__Your objective__
Rewrite the part of the items that opens with the line containing "fallen log — where?" and closes with the line containing "475,604 -> 594,625", requests included, multiplying each pixel coordinate in the answers by 0.9 and rounding to whole numbers, halves up. Keep the requests and their sample coordinates as they are, and leave out the pictures.

[Saved data entries]
—————

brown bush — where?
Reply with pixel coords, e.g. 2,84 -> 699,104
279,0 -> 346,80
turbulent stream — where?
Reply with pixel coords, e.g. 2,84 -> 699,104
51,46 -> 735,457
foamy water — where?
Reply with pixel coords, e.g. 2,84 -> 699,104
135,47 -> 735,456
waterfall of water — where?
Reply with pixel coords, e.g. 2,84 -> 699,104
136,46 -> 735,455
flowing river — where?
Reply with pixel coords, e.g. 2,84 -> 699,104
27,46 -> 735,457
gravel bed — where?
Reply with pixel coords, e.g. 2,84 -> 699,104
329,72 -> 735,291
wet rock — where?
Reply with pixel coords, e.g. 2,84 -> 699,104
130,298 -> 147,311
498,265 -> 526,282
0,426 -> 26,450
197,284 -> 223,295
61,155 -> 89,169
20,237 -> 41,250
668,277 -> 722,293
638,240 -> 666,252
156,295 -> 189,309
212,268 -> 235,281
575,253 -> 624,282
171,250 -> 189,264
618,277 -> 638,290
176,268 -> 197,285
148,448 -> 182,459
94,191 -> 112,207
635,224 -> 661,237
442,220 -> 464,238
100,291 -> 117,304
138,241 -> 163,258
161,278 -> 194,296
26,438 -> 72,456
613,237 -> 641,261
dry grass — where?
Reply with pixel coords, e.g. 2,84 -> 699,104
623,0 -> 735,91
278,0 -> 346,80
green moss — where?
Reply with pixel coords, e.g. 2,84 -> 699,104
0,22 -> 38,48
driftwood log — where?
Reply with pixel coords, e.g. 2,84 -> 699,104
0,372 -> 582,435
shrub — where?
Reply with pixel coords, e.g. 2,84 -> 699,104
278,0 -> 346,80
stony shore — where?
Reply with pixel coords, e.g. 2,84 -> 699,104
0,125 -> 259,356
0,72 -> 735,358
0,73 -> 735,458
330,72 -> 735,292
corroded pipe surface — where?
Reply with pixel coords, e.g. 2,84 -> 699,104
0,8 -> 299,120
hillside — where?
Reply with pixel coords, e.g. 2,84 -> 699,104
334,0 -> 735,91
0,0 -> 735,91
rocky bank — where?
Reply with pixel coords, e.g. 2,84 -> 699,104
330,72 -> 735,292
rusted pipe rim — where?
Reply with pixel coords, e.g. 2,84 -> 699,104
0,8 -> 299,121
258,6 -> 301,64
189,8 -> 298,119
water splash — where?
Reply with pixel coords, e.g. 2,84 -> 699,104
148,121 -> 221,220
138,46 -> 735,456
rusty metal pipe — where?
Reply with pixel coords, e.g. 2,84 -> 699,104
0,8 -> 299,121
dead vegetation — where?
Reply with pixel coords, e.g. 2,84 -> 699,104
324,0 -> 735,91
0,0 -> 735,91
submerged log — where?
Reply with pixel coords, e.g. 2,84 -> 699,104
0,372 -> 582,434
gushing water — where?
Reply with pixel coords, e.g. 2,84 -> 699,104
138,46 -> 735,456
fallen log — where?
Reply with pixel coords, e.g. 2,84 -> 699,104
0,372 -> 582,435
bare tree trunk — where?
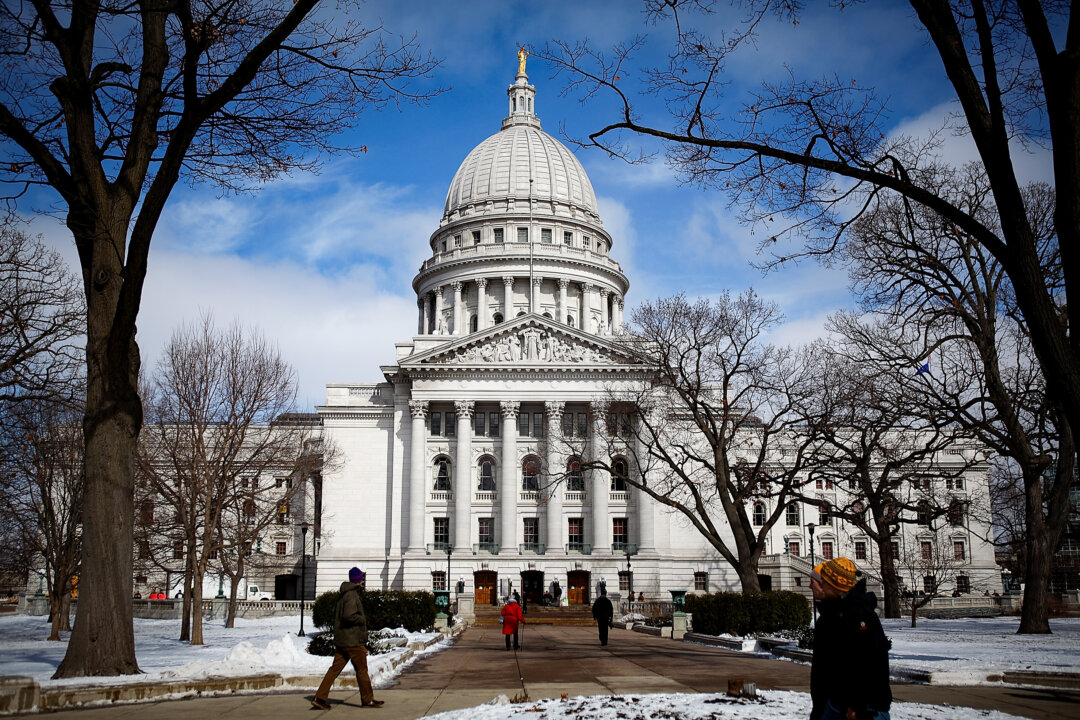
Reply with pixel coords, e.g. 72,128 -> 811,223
1017,468 -> 1052,635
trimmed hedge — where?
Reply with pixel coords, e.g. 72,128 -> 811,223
686,590 -> 810,637
311,590 -> 435,633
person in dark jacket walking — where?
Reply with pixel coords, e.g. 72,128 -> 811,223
311,568 -> 383,710
593,585 -> 615,646
810,557 -> 892,720
499,593 -> 525,650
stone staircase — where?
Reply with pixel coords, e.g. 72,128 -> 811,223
475,604 -> 594,625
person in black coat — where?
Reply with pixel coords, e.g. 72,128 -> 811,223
810,557 -> 892,720
593,585 -> 615,646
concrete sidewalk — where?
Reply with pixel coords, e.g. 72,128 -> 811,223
14,625 -> 1080,720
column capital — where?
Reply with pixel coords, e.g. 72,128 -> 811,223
454,400 -> 473,418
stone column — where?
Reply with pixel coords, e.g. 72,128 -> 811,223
433,285 -> 446,335
599,287 -> 611,335
555,277 -> 570,324
589,405 -> 611,553
496,400 -> 522,554
543,403 -> 566,554
476,277 -> 487,330
454,400 -> 473,554
450,282 -> 468,335
502,275 -> 514,323
581,283 -> 595,332
408,400 -> 429,551
630,410 -> 659,551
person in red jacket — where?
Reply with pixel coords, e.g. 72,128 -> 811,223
499,598 -> 525,650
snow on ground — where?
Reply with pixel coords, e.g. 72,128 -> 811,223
431,690 -> 1018,720
0,615 -> 1080,720
0,615 -> 450,688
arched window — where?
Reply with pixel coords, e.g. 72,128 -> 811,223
611,458 -> 627,492
566,458 -> 585,492
477,456 -> 495,492
432,456 -> 450,492
522,456 -> 540,492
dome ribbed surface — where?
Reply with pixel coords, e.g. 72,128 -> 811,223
444,125 -> 598,216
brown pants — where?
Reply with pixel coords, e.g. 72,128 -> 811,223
315,646 -> 375,705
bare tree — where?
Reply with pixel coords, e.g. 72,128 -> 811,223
833,167 -> 1076,633
579,290 -> 807,593
0,222 -> 86,424
0,0 -> 436,677
138,314 -> 311,644
535,0 -> 1080,496
0,397 -> 84,640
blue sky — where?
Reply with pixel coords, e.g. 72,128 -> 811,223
27,0 -> 1050,409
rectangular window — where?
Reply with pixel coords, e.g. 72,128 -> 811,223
611,517 -> 630,548
477,517 -> 495,543
566,517 -> 585,545
432,517 -> 450,546
517,412 -> 529,437
522,517 -> 540,545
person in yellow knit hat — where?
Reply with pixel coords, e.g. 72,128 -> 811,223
810,557 -> 892,720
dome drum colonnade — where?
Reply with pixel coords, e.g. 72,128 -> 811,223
413,72 -> 630,336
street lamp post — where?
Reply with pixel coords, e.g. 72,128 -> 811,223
807,522 -> 818,621
297,522 -> 311,638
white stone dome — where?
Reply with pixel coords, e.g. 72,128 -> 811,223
444,124 -> 598,217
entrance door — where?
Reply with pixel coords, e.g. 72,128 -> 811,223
473,570 -> 499,606
522,570 -> 543,604
566,570 -> 591,604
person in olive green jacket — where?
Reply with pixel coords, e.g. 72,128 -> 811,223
311,568 -> 383,710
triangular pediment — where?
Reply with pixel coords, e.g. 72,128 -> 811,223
401,314 -> 635,367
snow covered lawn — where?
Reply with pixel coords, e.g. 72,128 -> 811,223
0,615 -> 449,688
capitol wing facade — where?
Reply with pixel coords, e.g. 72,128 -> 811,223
308,69 -> 1000,603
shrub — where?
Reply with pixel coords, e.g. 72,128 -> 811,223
686,590 -> 810,636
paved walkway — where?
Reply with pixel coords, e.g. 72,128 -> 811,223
31,625 -> 1080,720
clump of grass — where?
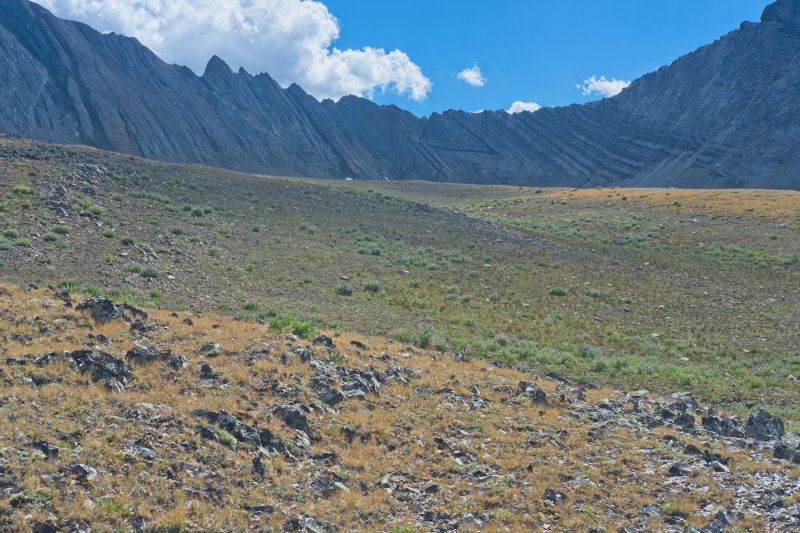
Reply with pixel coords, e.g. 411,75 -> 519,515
139,267 -> 159,279
86,204 -> 104,217
12,185 -> 33,196
269,315 -> 317,339
364,279 -> 383,294
336,281 -> 355,296
395,326 -> 436,349
214,428 -> 237,450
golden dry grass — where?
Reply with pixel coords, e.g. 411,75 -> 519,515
0,286 -> 789,531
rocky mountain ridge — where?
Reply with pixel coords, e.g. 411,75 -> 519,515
0,0 -> 800,188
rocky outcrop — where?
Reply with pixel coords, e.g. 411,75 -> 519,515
0,0 -> 800,188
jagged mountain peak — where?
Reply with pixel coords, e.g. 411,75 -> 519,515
0,0 -> 800,188
203,55 -> 233,78
761,0 -> 800,28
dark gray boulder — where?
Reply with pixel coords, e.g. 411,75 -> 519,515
744,409 -> 784,440
0,0 -> 800,188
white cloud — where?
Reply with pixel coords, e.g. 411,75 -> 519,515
39,0 -> 432,101
576,76 -> 631,98
458,64 -> 486,87
506,100 -> 542,115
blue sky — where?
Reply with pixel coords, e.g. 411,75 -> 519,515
43,0 -> 768,115
325,0 -> 769,114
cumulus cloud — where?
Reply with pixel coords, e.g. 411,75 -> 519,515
40,0 -> 432,101
458,64 -> 486,87
506,100 -> 542,115
576,76 -> 631,98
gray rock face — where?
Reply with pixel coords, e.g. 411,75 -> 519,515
0,0 -> 800,188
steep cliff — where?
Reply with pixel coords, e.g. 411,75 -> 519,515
0,0 -> 800,188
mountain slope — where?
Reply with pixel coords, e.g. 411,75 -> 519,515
0,0 -> 800,188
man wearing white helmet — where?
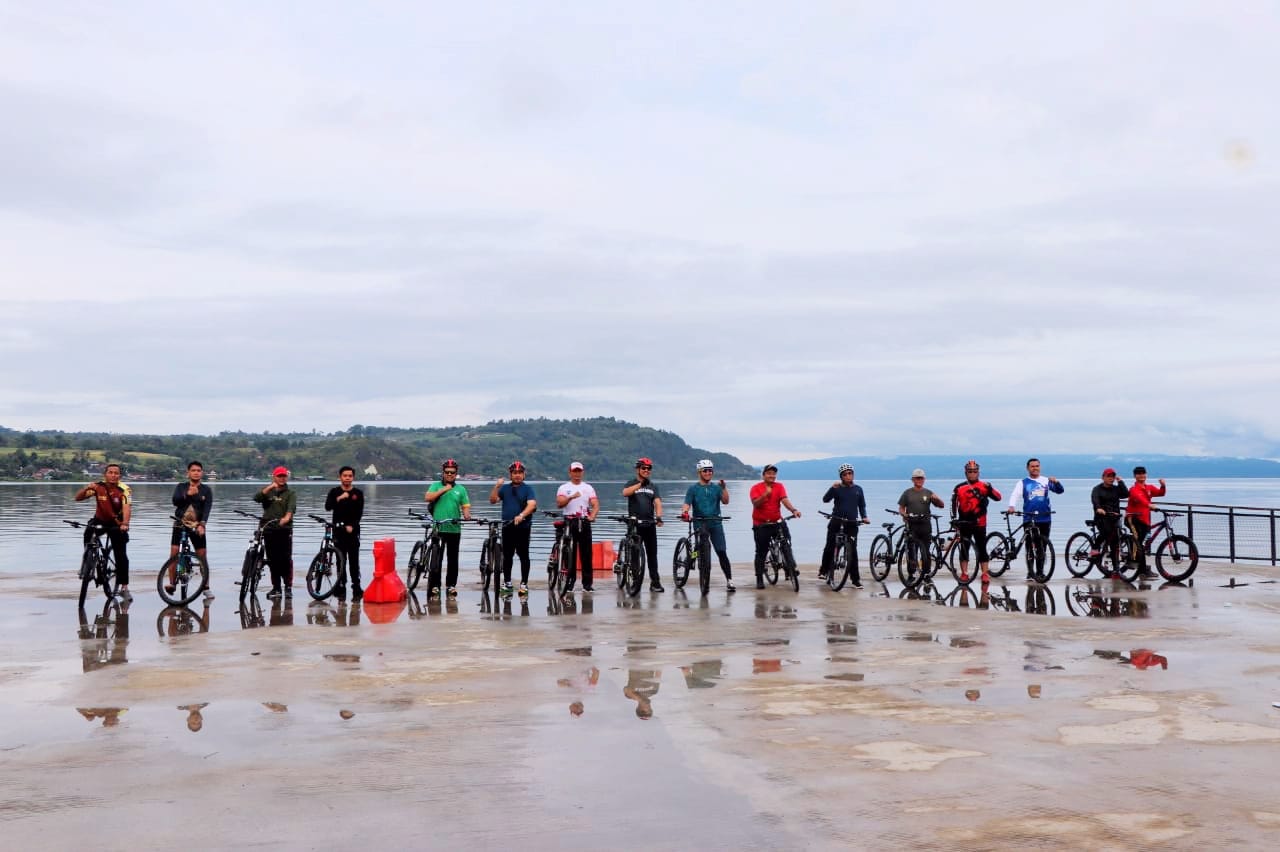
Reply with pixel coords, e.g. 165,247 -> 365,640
680,458 -> 737,591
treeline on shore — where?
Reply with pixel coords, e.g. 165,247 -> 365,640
0,417 -> 755,481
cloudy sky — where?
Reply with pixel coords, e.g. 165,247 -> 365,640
0,0 -> 1280,463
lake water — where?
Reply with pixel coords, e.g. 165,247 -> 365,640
0,477 -> 1280,580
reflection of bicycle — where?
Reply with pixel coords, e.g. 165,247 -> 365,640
609,514 -> 654,597
987,509 -> 1056,583
63,521 -> 115,609
818,510 -> 870,591
759,514 -> 800,591
156,517 -> 209,606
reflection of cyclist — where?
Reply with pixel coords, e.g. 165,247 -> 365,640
1089,467 -> 1129,565
169,461 -> 214,600
818,464 -> 867,588
324,464 -> 365,600
897,468 -> 946,576
76,463 -> 133,601
622,458 -> 666,592
951,459 -> 1002,583
556,462 -> 600,592
489,462 -> 538,597
1124,464 -> 1165,580
680,458 -> 737,591
1007,458 -> 1066,580
426,458 -> 471,597
748,464 -> 800,588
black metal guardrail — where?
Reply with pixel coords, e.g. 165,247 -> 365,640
1152,500 -> 1280,565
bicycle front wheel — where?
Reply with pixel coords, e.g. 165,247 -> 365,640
867,533 -> 893,582
1156,536 -> 1199,583
671,539 -> 691,588
156,553 -> 209,606
307,548 -> 347,600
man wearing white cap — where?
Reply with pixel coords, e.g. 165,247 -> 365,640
897,468 -> 947,577
556,462 -> 600,592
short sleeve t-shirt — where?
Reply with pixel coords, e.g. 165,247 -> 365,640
426,482 -> 471,532
685,482 -> 721,523
748,482 -> 787,527
623,480 -> 662,521
498,482 -> 534,521
556,482 -> 595,518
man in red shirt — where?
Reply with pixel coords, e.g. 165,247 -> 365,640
748,464 -> 800,588
1124,464 -> 1165,580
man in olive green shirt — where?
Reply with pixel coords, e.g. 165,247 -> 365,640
426,458 -> 471,597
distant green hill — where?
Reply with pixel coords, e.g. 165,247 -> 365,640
0,417 -> 755,480
777,453 -> 1280,482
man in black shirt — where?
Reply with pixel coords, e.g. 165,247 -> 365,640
324,466 -> 365,601
622,458 -> 667,592
818,464 -> 870,588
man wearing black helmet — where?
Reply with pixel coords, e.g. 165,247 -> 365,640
489,462 -> 538,597
622,457 -> 666,592
951,459 -> 1004,583
818,464 -> 870,588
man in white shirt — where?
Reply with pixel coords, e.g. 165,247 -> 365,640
556,462 -> 600,592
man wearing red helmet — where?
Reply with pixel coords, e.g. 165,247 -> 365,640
489,462 -> 538,597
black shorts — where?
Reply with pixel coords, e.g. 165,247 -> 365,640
169,526 -> 209,550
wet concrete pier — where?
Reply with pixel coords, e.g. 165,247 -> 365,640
0,563 -> 1280,849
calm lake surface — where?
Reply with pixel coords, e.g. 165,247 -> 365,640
0,476 -> 1280,578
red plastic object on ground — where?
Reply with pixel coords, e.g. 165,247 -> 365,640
365,539 -> 408,604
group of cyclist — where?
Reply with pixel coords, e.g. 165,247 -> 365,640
76,458 -> 1166,603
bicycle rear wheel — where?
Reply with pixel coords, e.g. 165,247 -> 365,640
671,539 -> 691,588
307,546 -> 347,600
156,551 -> 209,606
1156,536 -> 1199,583
867,533 -> 893,582
987,530 -> 1012,577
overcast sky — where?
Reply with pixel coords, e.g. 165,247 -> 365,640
0,0 -> 1280,463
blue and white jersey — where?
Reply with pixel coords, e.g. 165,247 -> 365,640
1009,476 -> 1066,523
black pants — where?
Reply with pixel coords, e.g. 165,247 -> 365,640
564,518 -> 594,588
822,521 -> 860,583
502,521 -> 531,583
262,526 -> 293,591
333,526 -> 361,592
84,525 -> 129,586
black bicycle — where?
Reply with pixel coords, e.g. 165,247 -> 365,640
156,516 -> 209,606
63,521 -> 116,609
307,514 -> 347,600
818,510 -> 870,591
760,514 -> 800,591
233,509 -> 278,601
608,514 -> 655,597
987,510 -> 1056,583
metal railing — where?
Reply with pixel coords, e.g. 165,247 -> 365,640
1152,500 -> 1280,565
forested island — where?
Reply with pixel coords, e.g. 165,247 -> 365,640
0,417 -> 756,481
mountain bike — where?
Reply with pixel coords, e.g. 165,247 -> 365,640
404,509 -> 450,595
867,509 -> 906,582
987,510 -> 1056,583
759,514 -> 800,591
233,509 -> 278,610
818,510 -> 870,591
156,516 -> 209,606
307,514 -> 347,600
608,514 -> 654,597
63,521 -> 116,609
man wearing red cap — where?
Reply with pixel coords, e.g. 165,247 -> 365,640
253,464 -> 298,600
1089,467 -> 1129,567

—————

__Completed task__
fallen log — where?
Reply with pixel coords, e.g. 2,84 -> 699,104
0,335 -> 524,392
bare tree trunk — where?
Reply with pixel coords, e.g. 72,128 -> 811,223
915,421 -> 947,572
trimmed hedge — where?
Reply with pixel coords, e.g. 72,128 -> 811,223
617,531 -> 729,573
280,531 -> 392,570
person in dark jacket walking — where?
Reply with pixel coords, e.g. 72,128 -> 811,223
280,511 -> 345,639
534,527 -> 554,581
729,501 -> 803,648
449,534 -> 473,585
stone staircase — where?
Reply with pixel coords, e.g. 72,128 -> 811,223
428,544 -> 535,563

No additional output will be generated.